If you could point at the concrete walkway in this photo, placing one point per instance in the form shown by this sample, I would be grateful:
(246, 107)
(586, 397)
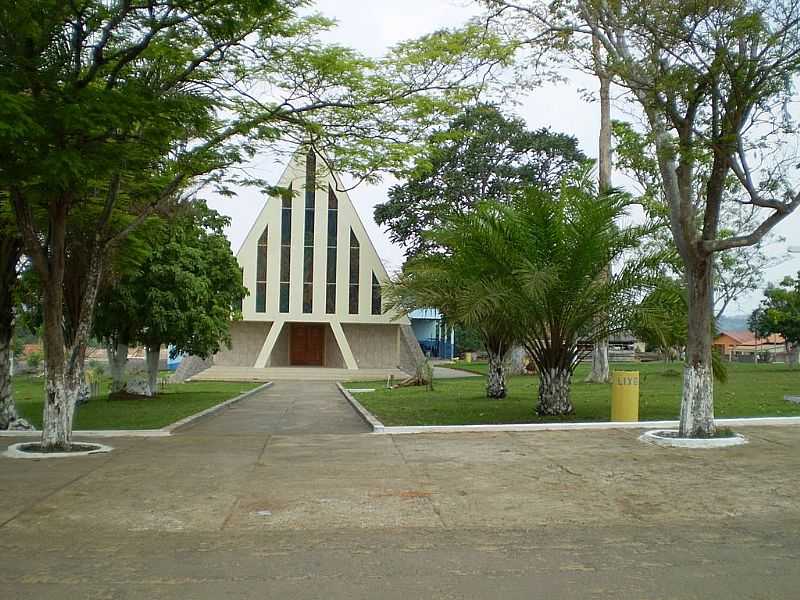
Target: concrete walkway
(263, 501)
(286, 408)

..........

Copy every line of the entries above word for word, leaving out the pictures.

# Written answer:
If you could point at the concrete walkway in this photo, placing one point per instance in the form shown by this sample, I would be grateful:
(246, 107)
(586, 397)
Target: concrete walkway
(263, 501)
(286, 408)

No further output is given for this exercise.